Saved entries
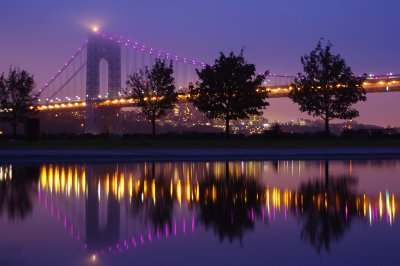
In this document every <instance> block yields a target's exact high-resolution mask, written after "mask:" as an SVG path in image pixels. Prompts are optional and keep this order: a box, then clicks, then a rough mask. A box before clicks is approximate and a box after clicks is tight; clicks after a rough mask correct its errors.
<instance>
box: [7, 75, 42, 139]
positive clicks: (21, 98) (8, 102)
mask: <svg viewBox="0 0 400 266" xmlns="http://www.w3.org/2000/svg"><path fill="white" fill-rule="evenodd" d="M34 87H35V81H34V79H33V76H32V75H31V74H29V73H28V72H26V71H25V70H20V69H19V68H10V70H9V72H8V75H7V76H6V75H5V74H4V73H2V74H1V75H0V118H2V119H3V120H5V121H7V122H8V123H9V124H10V125H11V126H12V129H13V138H14V139H15V138H16V137H17V126H18V124H19V123H21V122H23V121H24V119H25V118H26V115H27V114H28V113H29V112H31V111H34V110H35V108H33V106H34V104H35V102H36V101H35V98H34V97H33V96H32V92H33V89H34Z"/></svg>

[Problem to solve] Write out all of the material above again word for word, leaving out the picture.

[Response]
In this document every <instance> block yields a target's exact high-resolution mask, written after "mask:" as an SVG path in image pixels. Prompts are optional and keep this order: a box, then clicks, then a rough mask. A box before clicks is approximate and a box after clicks is tight; clicks after a rough mask correct its errors.
<instance>
box: [7, 75, 42, 139]
positive clicks: (21, 98) (8, 102)
mask: <svg viewBox="0 0 400 266" xmlns="http://www.w3.org/2000/svg"><path fill="white" fill-rule="evenodd" d="M34 87H35V81H34V79H33V76H32V75H31V74H29V73H28V72H26V71H25V70H20V69H19V68H10V70H9V72H8V75H7V76H6V75H5V74H4V73H2V74H1V75H0V118H2V119H3V120H5V121H7V122H8V123H9V124H10V125H11V126H12V129H13V138H14V139H15V138H16V137H17V126H18V124H19V123H21V122H23V121H24V119H25V118H26V115H27V114H28V113H29V112H31V111H34V110H35V108H33V106H34V104H35V102H36V101H35V98H34V97H33V96H32V92H33V89H34Z"/></svg>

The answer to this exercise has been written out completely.